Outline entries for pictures
— start —
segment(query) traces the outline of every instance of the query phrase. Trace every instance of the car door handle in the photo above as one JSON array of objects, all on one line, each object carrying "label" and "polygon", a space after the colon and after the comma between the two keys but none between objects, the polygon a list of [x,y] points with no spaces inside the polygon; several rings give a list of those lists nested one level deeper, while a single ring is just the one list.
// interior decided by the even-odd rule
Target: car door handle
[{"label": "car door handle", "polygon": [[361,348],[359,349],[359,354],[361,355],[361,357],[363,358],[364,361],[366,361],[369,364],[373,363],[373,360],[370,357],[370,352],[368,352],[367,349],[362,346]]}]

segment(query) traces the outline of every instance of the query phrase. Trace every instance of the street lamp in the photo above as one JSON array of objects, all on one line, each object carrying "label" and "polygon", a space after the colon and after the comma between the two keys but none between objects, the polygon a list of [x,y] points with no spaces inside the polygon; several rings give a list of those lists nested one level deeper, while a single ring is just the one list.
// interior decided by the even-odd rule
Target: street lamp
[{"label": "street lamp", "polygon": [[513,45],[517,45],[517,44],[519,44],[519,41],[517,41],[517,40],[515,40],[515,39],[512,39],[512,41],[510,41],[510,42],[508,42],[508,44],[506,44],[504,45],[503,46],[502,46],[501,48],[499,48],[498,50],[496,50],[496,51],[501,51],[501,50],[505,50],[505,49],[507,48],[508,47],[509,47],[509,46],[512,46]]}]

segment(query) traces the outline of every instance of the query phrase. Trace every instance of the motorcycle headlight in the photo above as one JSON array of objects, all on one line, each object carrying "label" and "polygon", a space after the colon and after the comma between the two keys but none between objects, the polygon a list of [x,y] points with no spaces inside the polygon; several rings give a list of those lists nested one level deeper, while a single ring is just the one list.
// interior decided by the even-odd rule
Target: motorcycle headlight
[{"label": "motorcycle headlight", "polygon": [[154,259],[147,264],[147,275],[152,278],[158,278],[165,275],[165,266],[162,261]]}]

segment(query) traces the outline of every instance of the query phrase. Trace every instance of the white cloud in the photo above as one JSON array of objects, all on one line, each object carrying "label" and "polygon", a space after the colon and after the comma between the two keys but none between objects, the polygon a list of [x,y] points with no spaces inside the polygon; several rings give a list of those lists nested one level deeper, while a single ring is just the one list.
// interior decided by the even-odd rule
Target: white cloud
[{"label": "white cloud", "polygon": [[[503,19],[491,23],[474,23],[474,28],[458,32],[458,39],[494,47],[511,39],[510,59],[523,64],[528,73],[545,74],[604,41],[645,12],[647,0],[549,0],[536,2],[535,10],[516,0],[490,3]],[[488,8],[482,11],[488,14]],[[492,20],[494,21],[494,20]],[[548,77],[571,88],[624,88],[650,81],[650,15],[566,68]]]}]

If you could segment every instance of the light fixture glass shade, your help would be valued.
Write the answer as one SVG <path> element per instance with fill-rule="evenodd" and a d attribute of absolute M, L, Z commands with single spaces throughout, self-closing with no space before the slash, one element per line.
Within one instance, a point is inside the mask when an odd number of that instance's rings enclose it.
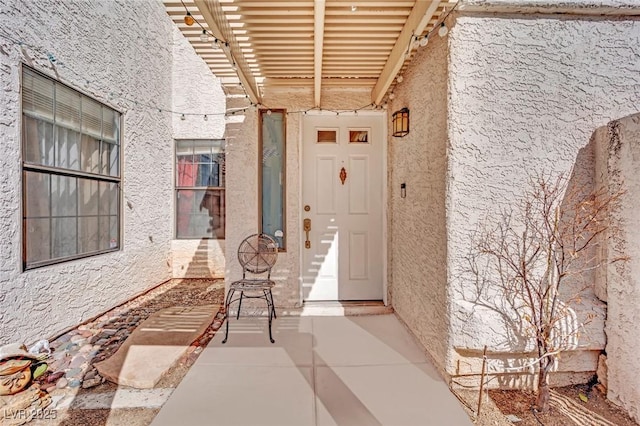
<path fill-rule="evenodd" d="M 409 108 L 402 108 L 392 116 L 393 136 L 403 137 L 409 134 Z"/>
<path fill-rule="evenodd" d="M 449 33 L 449 28 L 447 28 L 447 26 L 445 25 L 445 23 L 443 22 L 442 24 L 440 24 L 440 28 L 438 29 L 438 35 L 440 37 L 444 37 Z"/>
<path fill-rule="evenodd" d="M 184 23 L 191 26 L 194 22 L 195 20 L 193 19 L 193 16 L 191 16 L 191 12 L 187 11 L 187 14 L 184 16 Z"/>

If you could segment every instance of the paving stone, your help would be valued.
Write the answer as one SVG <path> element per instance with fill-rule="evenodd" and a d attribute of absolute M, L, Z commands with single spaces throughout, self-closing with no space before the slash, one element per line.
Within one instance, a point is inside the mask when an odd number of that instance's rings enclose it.
<path fill-rule="evenodd" d="M 69 335 L 69 334 L 63 334 L 62 336 L 58 337 L 58 338 L 55 340 L 55 342 L 54 342 L 54 343 L 55 343 L 56 345 L 60 345 L 60 344 L 62 344 L 62 343 L 66 343 L 66 342 L 68 342 L 68 341 L 69 341 L 69 339 L 71 339 L 71 335 Z"/>
<path fill-rule="evenodd" d="M 118 348 L 108 360 L 95 363 L 98 372 L 108 380 L 137 388 L 152 388 L 165 372 L 184 354 L 191 342 L 211 324 L 211 305 L 179 307 L 157 311 Z M 198 321 L 190 332 L 174 331 L 183 324 Z M 159 332 L 158 330 L 162 331 Z M 130 351 L 135 347 L 135 351 Z M 126 361 L 126 362 L 125 362 Z"/>
<path fill-rule="evenodd" d="M 87 359 L 84 356 L 78 354 L 73 357 L 73 360 L 69 364 L 69 368 L 80 368 L 85 362 L 87 362 Z"/>
<path fill-rule="evenodd" d="M 84 344 L 84 342 L 86 342 L 87 338 L 84 336 L 81 336 L 79 334 L 76 334 L 75 336 L 71 337 L 71 341 L 75 344 L 77 344 L 78 346 L 81 346 Z"/>
<path fill-rule="evenodd" d="M 78 349 L 78 352 L 87 354 L 87 353 L 90 353 L 92 350 L 93 350 L 93 345 L 86 343 L 82 345 L 80 349 Z"/>

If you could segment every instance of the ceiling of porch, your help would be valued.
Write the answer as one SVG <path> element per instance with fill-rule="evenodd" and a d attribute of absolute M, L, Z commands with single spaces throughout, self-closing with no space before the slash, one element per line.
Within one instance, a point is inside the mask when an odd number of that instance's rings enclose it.
<path fill-rule="evenodd" d="M 365 87 L 379 105 L 415 48 L 455 7 L 447 0 L 163 0 L 227 93 L 260 104 L 268 87 Z M 187 12 L 193 23 L 185 22 Z M 187 19 L 188 21 L 188 19 Z M 423 40 L 426 39 L 426 40 Z M 242 92 L 240 92 L 242 93 Z"/>

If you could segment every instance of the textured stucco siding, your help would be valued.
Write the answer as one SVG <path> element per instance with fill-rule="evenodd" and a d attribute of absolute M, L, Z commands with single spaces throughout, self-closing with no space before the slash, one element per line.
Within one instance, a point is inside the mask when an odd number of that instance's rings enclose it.
<path fill-rule="evenodd" d="M 350 110 L 371 102 L 369 90 L 327 89 L 322 94 L 322 108 Z M 294 308 L 301 305 L 300 292 L 300 135 L 302 111 L 313 105 L 311 89 L 272 89 L 262 100 L 265 107 L 286 109 L 286 251 L 278 255 L 272 277 L 277 307 Z M 229 100 L 230 108 L 247 106 L 244 96 Z M 258 231 L 258 133 L 259 119 L 255 107 L 243 115 L 230 117 L 227 125 L 227 238 L 225 278 L 227 282 L 242 276 L 237 260 L 238 245 L 247 235 Z M 243 302 L 244 304 L 244 302 Z M 264 303 L 262 303 L 264 304 Z"/>
<path fill-rule="evenodd" d="M 225 134 L 226 96 L 220 80 L 196 55 L 180 30 L 173 30 L 172 114 L 174 139 L 222 139 Z M 184 120 L 182 119 L 184 113 Z M 205 120 L 205 117 L 206 120 Z M 175 182 L 175 160 L 172 160 Z M 172 210 L 175 211 L 175 192 Z M 175 238 L 175 215 L 171 214 Z M 228 231 L 228 226 L 227 226 Z M 222 278 L 225 268 L 225 240 L 173 240 L 173 278 Z"/>
<path fill-rule="evenodd" d="M 389 133 L 390 293 L 398 316 L 443 368 L 448 342 L 447 39 L 421 48 L 395 89 L 389 115 L 410 111 L 410 133 Z M 391 123 L 389 124 L 391 129 Z M 406 198 L 400 185 L 406 183 Z"/>
<path fill-rule="evenodd" d="M 484 345 L 510 346 L 499 316 L 473 304 L 465 259 L 473 231 L 513 204 L 529 175 L 566 173 L 572 183 L 593 183 L 593 131 L 638 108 L 639 42 L 640 21 L 624 17 L 460 15 L 450 31 L 451 374 Z M 573 307 L 579 322 L 595 314 L 578 347 L 604 348 L 604 305 L 589 291 Z M 583 357 L 573 371 L 595 371 L 597 358 Z"/>
<path fill-rule="evenodd" d="M 597 179 L 612 194 L 626 191 L 612 213 L 600 277 L 606 289 L 607 397 L 640 421 L 640 115 L 612 121 L 596 132 Z M 626 261 L 615 261 L 627 258 Z M 613 262 L 613 263 L 611 263 Z"/>
<path fill-rule="evenodd" d="M 172 107 L 174 32 L 153 0 L 2 0 L 0 9 L 2 33 L 23 43 L 0 37 L 0 342 L 29 343 L 170 277 L 172 122 L 158 109 Z M 21 271 L 21 61 L 123 113 L 122 250 Z"/>

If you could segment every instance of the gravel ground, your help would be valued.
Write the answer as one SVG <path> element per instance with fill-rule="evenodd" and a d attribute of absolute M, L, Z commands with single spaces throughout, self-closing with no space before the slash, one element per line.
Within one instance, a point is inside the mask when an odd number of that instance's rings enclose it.
<path fill-rule="evenodd" d="M 40 387 L 47 390 L 53 398 L 54 403 L 45 412 L 49 417 L 55 416 L 55 419 L 35 419 L 29 425 L 150 424 L 159 411 L 158 407 L 79 409 L 74 407 L 74 401 L 91 395 L 104 400 L 106 395 L 109 402 L 108 396 L 114 394 L 119 387 L 101 378 L 93 364 L 111 356 L 136 326 L 151 314 L 171 306 L 222 306 L 223 298 L 222 280 L 171 280 L 57 337 L 51 342 L 53 352 L 48 360 L 49 371 L 37 380 Z M 187 349 L 177 365 L 169 370 L 154 389 L 175 389 L 221 324 L 222 313 L 219 311 L 205 333 Z M 126 387 L 120 387 L 124 388 Z M 0 421 L 1 424 L 3 423 Z"/>

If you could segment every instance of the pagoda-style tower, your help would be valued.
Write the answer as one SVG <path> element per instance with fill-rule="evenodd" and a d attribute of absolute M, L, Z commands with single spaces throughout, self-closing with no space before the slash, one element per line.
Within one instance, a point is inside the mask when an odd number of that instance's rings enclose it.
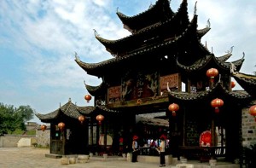
<path fill-rule="evenodd" d="M 226 61 L 232 55 L 232 48 L 218 57 L 209 51 L 201 39 L 210 30 L 210 22 L 198 30 L 196 6 L 191 20 L 187 6 L 183 0 L 173 12 L 170 1 L 158 0 L 137 15 L 127 16 L 118 11 L 124 27 L 131 35 L 108 40 L 96 33 L 113 58 L 85 63 L 76 57 L 76 61 L 88 74 L 102 78 L 100 86 L 86 85 L 95 96 L 96 106 L 104 104 L 131 119 L 134 114 L 166 112 L 174 155 L 178 155 L 177 147 L 200 146 L 201 132 L 210 130 L 214 135 L 218 128 L 225 131 L 225 137 L 222 136 L 219 141 L 221 147 L 225 147 L 225 156 L 231 160 L 238 157 L 241 149 L 237 147 L 241 143 L 241 109 L 255 91 L 232 90 L 231 77 L 241 77 L 237 72 L 244 58 Z M 218 72 L 213 82 L 207 76 L 210 68 Z M 182 91 L 182 83 L 185 91 Z M 224 103 L 218 113 L 211 107 L 215 98 Z M 172 102 L 180 107 L 175 117 L 167 109 Z M 218 145 L 212 136 L 212 146 Z"/>
<path fill-rule="evenodd" d="M 133 134 L 143 138 L 153 136 L 137 128 L 136 115 L 164 112 L 169 130 L 154 133 L 154 138 L 168 132 L 167 152 L 174 157 L 183 154 L 183 150 L 201 150 L 201 135 L 210 130 L 210 149 L 219 148 L 221 154 L 233 161 L 241 153 L 241 112 L 255 100 L 256 78 L 239 72 L 244 56 L 227 61 L 232 48 L 217 57 L 201 43 L 211 28 L 208 21 L 207 26 L 198 29 L 196 5 L 189 20 L 187 0 L 182 1 L 177 12 L 172 10 L 170 2 L 158 0 L 134 16 L 118 11 L 124 28 L 131 33 L 128 37 L 108 40 L 95 31 L 96 38 L 113 58 L 89 63 L 75 56 L 75 61 L 87 74 L 102 79 L 98 86 L 84 83 L 98 109 L 93 119 L 103 113 L 102 132 L 113 137 L 123 132 L 130 145 Z M 207 76 L 210 68 L 218 72 L 214 78 Z M 232 78 L 245 90 L 232 90 Z M 211 106 L 216 98 L 224 101 L 216 110 L 218 113 L 212 107 L 216 103 Z M 179 106 L 176 115 L 168 110 L 171 103 Z M 215 134 L 216 130 L 218 134 Z M 191 152 L 195 154 L 187 157 L 198 156 L 198 150 Z M 215 152 L 211 152 L 214 157 Z"/>

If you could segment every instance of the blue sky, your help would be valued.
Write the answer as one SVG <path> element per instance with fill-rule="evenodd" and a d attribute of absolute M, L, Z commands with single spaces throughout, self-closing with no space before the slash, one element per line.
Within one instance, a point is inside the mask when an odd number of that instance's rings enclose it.
<path fill-rule="evenodd" d="M 74 52 L 86 62 L 112 56 L 95 38 L 119 39 L 130 35 L 116 15 L 147 10 L 156 0 L 1 0 L 0 1 L 0 102 L 29 105 L 37 113 L 50 113 L 71 98 L 79 106 L 87 103 L 87 84 L 102 80 L 89 76 L 74 61 Z M 195 0 L 189 0 L 192 18 Z M 177 11 L 181 0 L 172 0 Z M 197 0 L 198 28 L 210 19 L 211 31 L 202 38 L 221 56 L 234 46 L 228 61 L 242 57 L 241 72 L 256 71 L 256 1 Z M 236 86 L 235 90 L 240 90 Z M 37 117 L 32 121 L 39 122 Z"/>

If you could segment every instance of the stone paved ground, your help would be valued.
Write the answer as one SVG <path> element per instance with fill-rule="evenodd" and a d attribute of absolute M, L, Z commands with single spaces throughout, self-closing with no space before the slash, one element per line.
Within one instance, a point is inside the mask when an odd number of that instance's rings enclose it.
<path fill-rule="evenodd" d="M 0 168 L 156 168 L 158 163 L 131 163 L 124 159 L 97 160 L 91 159 L 89 163 L 61 165 L 61 159 L 46 158 L 49 149 L 35 148 L 0 148 Z M 193 163 L 194 168 L 210 168 L 207 163 Z M 166 165 L 168 168 L 175 165 Z M 218 163 L 216 168 L 239 168 L 239 165 Z"/>
<path fill-rule="evenodd" d="M 34 148 L 0 148 L 0 168 L 151 168 L 158 164 L 131 163 L 124 160 L 90 160 L 89 163 L 61 165 L 61 159 L 46 158 L 49 149 Z"/>

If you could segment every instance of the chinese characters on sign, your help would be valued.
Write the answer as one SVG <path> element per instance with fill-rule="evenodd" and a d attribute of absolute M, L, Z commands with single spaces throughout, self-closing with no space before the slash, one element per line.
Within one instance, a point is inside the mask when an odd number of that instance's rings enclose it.
<path fill-rule="evenodd" d="M 181 79 L 178 73 L 160 77 L 160 90 L 161 92 L 167 90 L 167 83 L 171 90 L 181 90 Z"/>
<path fill-rule="evenodd" d="M 121 86 L 113 86 L 108 88 L 108 103 L 119 102 L 121 96 Z"/>

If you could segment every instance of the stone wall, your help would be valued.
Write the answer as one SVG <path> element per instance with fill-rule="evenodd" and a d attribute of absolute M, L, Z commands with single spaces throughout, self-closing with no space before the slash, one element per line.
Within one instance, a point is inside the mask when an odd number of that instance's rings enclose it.
<path fill-rule="evenodd" d="M 31 147 L 36 141 L 36 136 L 4 135 L 0 136 L 0 148 Z"/>

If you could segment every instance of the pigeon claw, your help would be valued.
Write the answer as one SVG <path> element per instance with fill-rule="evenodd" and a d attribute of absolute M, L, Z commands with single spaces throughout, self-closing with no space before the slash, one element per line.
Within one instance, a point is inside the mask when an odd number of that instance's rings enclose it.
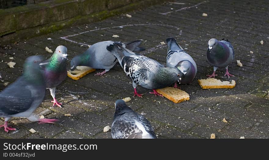
<path fill-rule="evenodd" d="M 3 125 L 0 125 L 0 128 L 4 127 L 5 131 L 7 133 L 9 131 L 16 130 L 16 129 L 15 128 L 13 128 L 9 127 L 7 126 L 7 122 L 5 122 L 5 123 Z"/>
<path fill-rule="evenodd" d="M 57 100 L 56 100 L 56 99 L 55 98 L 53 99 L 53 100 L 51 101 L 51 102 L 53 103 L 53 105 L 52 106 L 52 107 L 54 107 L 55 106 L 55 105 L 56 104 L 57 106 L 61 108 L 62 107 L 62 106 L 61 105 L 62 104 L 58 102 Z"/>
<path fill-rule="evenodd" d="M 135 96 L 137 96 L 140 98 L 142 98 L 142 96 L 143 95 L 143 94 L 138 93 L 136 92 L 136 88 L 134 88 L 134 97 L 135 97 Z"/>
<path fill-rule="evenodd" d="M 55 122 L 58 121 L 58 120 L 55 119 L 39 119 L 38 120 L 38 124 L 39 124 L 43 123 L 54 123 Z"/>
<path fill-rule="evenodd" d="M 157 92 L 155 89 L 153 89 L 153 92 L 149 92 L 149 93 L 150 94 L 154 94 L 155 95 L 155 96 L 157 96 L 157 95 L 158 95 L 162 97 L 164 97 L 164 96 L 162 95 Z"/>
<path fill-rule="evenodd" d="M 212 75 L 206 75 L 206 76 L 207 76 L 208 77 L 208 78 L 212 78 L 212 77 L 215 78 L 215 76 L 217 76 L 217 75 L 216 75 L 216 74 L 215 74 L 215 71 L 214 71 L 214 72 L 213 72 L 213 73 L 212 73 Z"/>
<path fill-rule="evenodd" d="M 227 76 L 228 77 L 228 79 L 229 79 L 229 78 L 230 78 L 230 76 L 233 76 L 233 77 L 234 77 L 234 75 L 231 75 L 230 74 L 230 73 L 229 73 L 229 72 L 228 72 L 228 69 L 227 69 L 227 70 L 226 70 L 226 73 L 225 73 L 225 75 L 224 75 L 224 76 Z"/>
<path fill-rule="evenodd" d="M 94 75 L 99 75 L 101 77 L 105 74 L 106 72 L 106 71 L 105 70 L 101 73 L 98 73 L 96 74 L 95 74 Z"/>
— end —
GIVEN PROBLEM: Report every line above that contains the string "Target", matching case exactly.

EXPECTED ANSWER:
Target: car door handle
Target: street lamp
Target: motorcycle headlight
Target: white cloud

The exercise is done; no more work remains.